TASK DETAILS.
Swap each "bounding boxes" for "box coordinates" and repeat the listing below with nothing else changed. Leave out the pictures.

SUPPLIED DATA.

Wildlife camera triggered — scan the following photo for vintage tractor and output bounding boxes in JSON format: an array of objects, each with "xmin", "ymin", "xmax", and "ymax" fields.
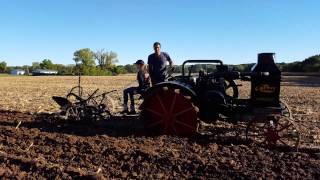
[{"xmin": 141, "ymin": 53, "xmax": 299, "ymax": 146}]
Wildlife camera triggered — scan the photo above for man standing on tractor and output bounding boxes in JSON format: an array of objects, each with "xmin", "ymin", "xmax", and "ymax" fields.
[
  {"xmin": 122, "ymin": 60, "xmax": 150, "ymax": 114},
  {"xmin": 148, "ymin": 42, "xmax": 173, "ymax": 85}
]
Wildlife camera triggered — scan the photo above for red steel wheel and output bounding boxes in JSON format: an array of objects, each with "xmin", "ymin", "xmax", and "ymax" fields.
[{"xmin": 141, "ymin": 86, "xmax": 198, "ymax": 136}]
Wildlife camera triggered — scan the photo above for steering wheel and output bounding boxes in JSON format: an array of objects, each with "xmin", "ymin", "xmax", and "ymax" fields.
[
  {"xmin": 165, "ymin": 66, "xmax": 175, "ymax": 80},
  {"xmin": 224, "ymin": 79, "xmax": 239, "ymax": 99}
]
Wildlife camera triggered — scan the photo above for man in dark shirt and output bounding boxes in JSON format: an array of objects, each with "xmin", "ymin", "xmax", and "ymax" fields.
[
  {"xmin": 148, "ymin": 42, "xmax": 173, "ymax": 85},
  {"xmin": 122, "ymin": 60, "xmax": 150, "ymax": 114}
]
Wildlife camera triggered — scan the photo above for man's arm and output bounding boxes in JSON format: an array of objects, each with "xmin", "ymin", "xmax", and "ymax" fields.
[
  {"xmin": 164, "ymin": 53, "xmax": 173, "ymax": 67},
  {"xmin": 148, "ymin": 55, "xmax": 153, "ymax": 75}
]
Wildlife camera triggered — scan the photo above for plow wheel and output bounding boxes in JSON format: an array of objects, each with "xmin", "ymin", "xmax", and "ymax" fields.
[{"xmin": 141, "ymin": 84, "xmax": 198, "ymax": 136}]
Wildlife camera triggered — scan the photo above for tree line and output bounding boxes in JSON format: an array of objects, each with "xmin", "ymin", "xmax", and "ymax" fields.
[{"xmin": 0, "ymin": 53, "xmax": 320, "ymax": 76}]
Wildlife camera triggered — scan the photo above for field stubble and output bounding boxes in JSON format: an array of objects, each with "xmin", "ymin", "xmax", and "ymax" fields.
[{"xmin": 0, "ymin": 76, "xmax": 320, "ymax": 179}]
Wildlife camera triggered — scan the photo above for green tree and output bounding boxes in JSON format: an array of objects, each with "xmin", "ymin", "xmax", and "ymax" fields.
[
  {"xmin": 39, "ymin": 59, "xmax": 54, "ymax": 69},
  {"xmin": 94, "ymin": 49, "xmax": 118, "ymax": 70},
  {"xmin": 0, "ymin": 61, "xmax": 7, "ymax": 73},
  {"xmin": 124, "ymin": 64, "xmax": 137, "ymax": 73},
  {"xmin": 73, "ymin": 48, "xmax": 96, "ymax": 68}
]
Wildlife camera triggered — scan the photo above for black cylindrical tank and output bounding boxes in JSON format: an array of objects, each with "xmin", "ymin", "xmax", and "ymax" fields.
[{"xmin": 251, "ymin": 53, "xmax": 281, "ymax": 107}]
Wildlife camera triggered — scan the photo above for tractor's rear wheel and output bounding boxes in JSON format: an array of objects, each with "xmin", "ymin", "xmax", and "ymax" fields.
[{"xmin": 141, "ymin": 84, "xmax": 199, "ymax": 136}]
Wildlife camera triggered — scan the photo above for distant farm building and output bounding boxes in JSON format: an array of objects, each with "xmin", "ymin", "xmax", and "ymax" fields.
[
  {"xmin": 32, "ymin": 69, "xmax": 58, "ymax": 76},
  {"xmin": 10, "ymin": 69, "xmax": 26, "ymax": 75}
]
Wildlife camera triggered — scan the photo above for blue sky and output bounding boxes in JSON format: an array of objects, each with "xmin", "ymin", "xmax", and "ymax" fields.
[{"xmin": 0, "ymin": 0, "xmax": 320, "ymax": 65}]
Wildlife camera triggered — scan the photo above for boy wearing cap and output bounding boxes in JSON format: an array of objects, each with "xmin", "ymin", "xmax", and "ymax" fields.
[{"xmin": 123, "ymin": 60, "xmax": 150, "ymax": 114}]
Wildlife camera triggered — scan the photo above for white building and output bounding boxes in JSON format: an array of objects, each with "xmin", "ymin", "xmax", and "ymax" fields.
[{"xmin": 10, "ymin": 69, "xmax": 26, "ymax": 75}]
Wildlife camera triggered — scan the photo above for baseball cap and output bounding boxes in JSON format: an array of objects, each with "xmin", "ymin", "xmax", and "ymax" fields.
[{"xmin": 134, "ymin": 59, "xmax": 144, "ymax": 65}]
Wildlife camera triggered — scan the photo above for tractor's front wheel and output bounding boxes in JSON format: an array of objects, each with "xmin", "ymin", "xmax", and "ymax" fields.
[{"xmin": 141, "ymin": 84, "xmax": 199, "ymax": 136}]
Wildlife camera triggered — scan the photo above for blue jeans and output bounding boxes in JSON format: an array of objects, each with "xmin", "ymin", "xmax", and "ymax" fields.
[{"xmin": 123, "ymin": 87, "xmax": 140, "ymax": 110}]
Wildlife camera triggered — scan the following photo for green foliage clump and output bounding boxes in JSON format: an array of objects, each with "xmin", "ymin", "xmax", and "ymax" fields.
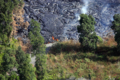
[
  {"xmin": 16, "ymin": 46, "xmax": 37, "ymax": 80},
  {"xmin": 0, "ymin": 0, "xmax": 20, "ymax": 46},
  {"xmin": 29, "ymin": 20, "xmax": 47, "ymax": 80},
  {"xmin": 29, "ymin": 19, "xmax": 44, "ymax": 53},
  {"xmin": 77, "ymin": 14, "xmax": 98, "ymax": 51},
  {"xmin": 0, "ymin": 74, "xmax": 5, "ymax": 80},
  {"xmin": 2, "ymin": 48, "xmax": 18, "ymax": 74},
  {"xmin": 97, "ymin": 36, "xmax": 103, "ymax": 43},
  {"xmin": 111, "ymin": 14, "xmax": 120, "ymax": 52},
  {"xmin": 35, "ymin": 54, "xmax": 47, "ymax": 80}
]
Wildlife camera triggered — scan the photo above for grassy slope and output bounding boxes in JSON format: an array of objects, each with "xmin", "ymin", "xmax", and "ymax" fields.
[{"xmin": 47, "ymin": 38, "xmax": 120, "ymax": 80}]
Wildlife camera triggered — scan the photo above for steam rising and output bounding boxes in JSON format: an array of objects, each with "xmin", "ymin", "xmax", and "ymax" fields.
[{"xmin": 81, "ymin": 0, "xmax": 89, "ymax": 14}]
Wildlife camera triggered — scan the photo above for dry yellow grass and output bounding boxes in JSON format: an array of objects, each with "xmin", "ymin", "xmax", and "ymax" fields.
[
  {"xmin": 10, "ymin": 4, "xmax": 31, "ymax": 53},
  {"xmin": 104, "ymin": 36, "xmax": 117, "ymax": 47}
]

TASK RESPONSE.
Wildlife camera triggered — scan the following photo for vintage tractor and output box coordinates in JSON format: an array of objects, each with "xmin", "ymin", "xmax", and "ymax" fields.
[{"xmin": 141, "ymin": 53, "xmax": 299, "ymax": 146}]
Wildlife camera triggered — scan the photo above for man standing on tractor and output box coordinates in JSON format: an array of objects, each with "xmin", "ymin", "xmax", and "ymax" fields.
[
  {"xmin": 122, "ymin": 60, "xmax": 150, "ymax": 114},
  {"xmin": 148, "ymin": 42, "xmax": 173, "ymax": 85}
]
Wildlife camera triggered — scan the photo above for red steel wheel and output box coordinates in JSON format: an array of objects, each with "xmin", "ymin", "xmax", and "ymax" fields.
[{"xmin": 141, "ymin": 86, "xmax": 198, "ymax": 136}]
Wildlife camera triggered — scan the photo above for steering wheel and output box coordinates in JSON format: an array of objects, each with "xmin", "ymin", "xmax", and "ymax" fields.
[
  {"xmin": 165, "ymin": 66, "xmax": 175, "ymax": 80},
  {"xmin": 224, "ymin": 79, "xmax": 239, "ymax": 99}
]
Wildlife camera triggered — scan the photo above for man in dark shirt and output box coordinates in JSON format: an array of objects, each with "xmin", "ymin", "xmax", and "ymax" fields.
[
  {"xmin": 148, "ymin": 42, "xmax": 173, "ymax": 85},
  {"xmin": 122, "ymin": 60, "xmax": 150, "ymax": 114}
]
Wildlife camera triggered — scan the photo above for man's arm and output box coordinates in JSON format: an array of objects, each with "xmin", "ymin", "xmax", and "ymax" fields.
[
  {"xmin": 164, "ymin": 53, "xmax": 173, "ymax": 67},
  {"xmin": 148, "ymin": 55, "xmax": 153, "ymax": 75}
]
Wildlife camera triggered — scan the photo above for plow wheel and output box coordinates in JSON format: an array of objects, each with "xmin", "ymin", "xmax", and "ymax" fields.
[{"xmin": 141, "ymin": 84, "xmax": 198, "ymax": 136}]
Wildlife camera triggered — scan the photo above for tree line and output box coordinates in JSON format: an array of objects, each with "xmin", "ymin", "xmax", and "ymax" fields.
[{"xmin": 0, "ymin": 53, "xmax": 320, "ymax": 76}]
Wildlife camera triggered — scan the photo above for field stubble and output box coordinates in JSON format: an array of objects, each with "xmin", "ymin", "xmax", and "ymax" fields.
[{"xmin": 0, "ymin": 76, "xmax": 320, "ymax": 179}]
Wildlife camera triggered — scan the photo above for green tree and output box coordinates in JSON format: an array of objects, each with "xmin", "ymin", "xmax", and "ymax" fields.
[
  {"xmin": 39, "ymin": 59, "xmax": 54, "ymax": 69},
  {"xmin": 94, "ymin": 49, "xmax": 118, "ymax": 70},
  {"xmin": 0, "ymin": 61, "xmax": 7, "ymax": 73},
  {"xmin": 124, "ymin": 64, "xmax": 137, "ymax": 73},
  {"xmin": 73, "ymin": 48, "xmax": 96, "ymax": 68}
]
Wildlife camera triggered — scan the photo above for black cylindrical tank and output box coordinates in JSON format: an array of objects, each with "xmin", "ymin", "xmax", and "ymax" fields.
[{"xmin": 251, "ymin": 53, "xmax": 281, "ymax": 107}]
Wildlife camera triggered — scan the photo above for tractor's rear wheel and output box coordinates in JSON format: an array of objects, each with "xmin", "ymin", "xmax", and "ymax" fields.
[{"xmin": 141, "ymin": 84, "xmax": 199, "ymax": 136}]
Wildlife camera triggered — scan the photo above for distant farm building and output box coordinates in JSON format: an array of objects, each with "xmin", "ymin", "xmax", and "ymax" fields.
[
  {"xmin": 32, "ymin": 69, "xmax": 58, "ymax": 76},
  {"xmin": 10, "ymin": 69, "xmax": 26, "ymax": 75}
]
Wildlife camera triggered — scan the photo above for blue sky and output box coordinates in JSON format: an array of objects, each with "xmin", "ymin", "xmax", and "ymax" fields.
[{"xmin": 0, "ymin": 0, "xmax": 320, "ymax": 65}]
Wildlife camera triggered — scan the photo above for boy wearing cap and output box coordinates in JSON format: an array of objects, each with "xmin", "ymin", "xmax", and "ymax" fields.
[{"xmin": 123, "ymin": 60, "xmax": 150, "ymax": 114}]
Wildlife camera triggered — scan the photo above for white building and output box coordinates in JSON format: an array of objects, each with "xmin", "ymin", "xmax", and "ymax" fields.
[{"xmin": 10, "ymin": 69, "xmax": 26, "ymax": 75}]
Wildlife camera triggered — scan the photo above for baseball cap and output box coordinates in JSON format: an array of objects, each with "xmin", "ymin", "xmax", and "ymax" fields.
[{"xmin": 134, "ymin": 59, "xmax": 144, "ymax": 65}]
Wildlife camera triggered — scan the photo above for tractor's front wheel and output box coordinates in JSON format: an array of objects, each with "xmin", "ymin", "xmax", and "ymax" fields.
[{"xmin": 141, "ymin": 84, "xmax": 199, "ymax": 136}]
Wildlife camera triggered — scan the photo above for blue jeans and output box coordinates in JSON format: an array of objects, each with "xmin", "ymin", "xmax", and "ymax" fields.
[{"xmin": 123, "ymin": 87, "xmax": 140, "ymax": 110}]
Wildlife camera triggered — scan the following photo for green foliage clump and output box coordinates in JSON format: an array of objects, each with "xmin", "ymin", "xmax", and "ymax" fields.
[
  {"xmin": 16, "ymin": 46, "xmax": 37, "ymax": 80},
  {"xmin": 0, "ymin": 0, "xmax": 20, "ymax": 46},
  {"xmin": 29, "ymin": 20, "xmax": 47, "ymax": 80},
  {"xmin": 29, "ymin": 19, "xmax": 44, "ymax": 53},
  {"xmin": 77, "ymin": 14, "xmax": 98, "ymax": 51},
  {"xmin": 0, "ymin": 74, "xmax": 5, "ymax": 80},
  {"xmin": 2, "ymin": 48, "xmax": 18, "ymax": 74},
  {"xmin": 97, "ymin": 36, "xmax": 103, "ymax": 43},
  {"xmin": 111, "ymin": 14, "xmax": 120, "ymax": 52},
  {"xmin": 35, "ymin": 54, "xmax": 47, "ymax": 80}
]
Wildlife camera triggered — scan the photo above for grassy slope and output box coordinates in JSON format: an array of objects, each with "xmin", "ymin", "xmax", and "ymax" fields.
[{"xmin": 47, "ymin": 38, "xmax": 120, "ymax": 80}]
Wildlife camera triggered — scan the photo above for steam rising and output box coordinates in JSON format: an array of objects, each with "xmin", "ymin", "xmax", and "ymax" fields.
[{"xmin": 81, "ymin": 0, "xmax": 89, "ymax": 14}]
Wildlife camera triggered — scan the photo above for dry yellow grass and output box coordinates in JSON format: an array of objects, each with "xmin", "ymin", "xmax", and "ymax" fields.
[
  {"xmin": 10, "ymin": 4, "xmax": 31, "ymax": 53},
  {"xmin": 104, "ymin": 36, "xmax": 117, "ymax": 47}
]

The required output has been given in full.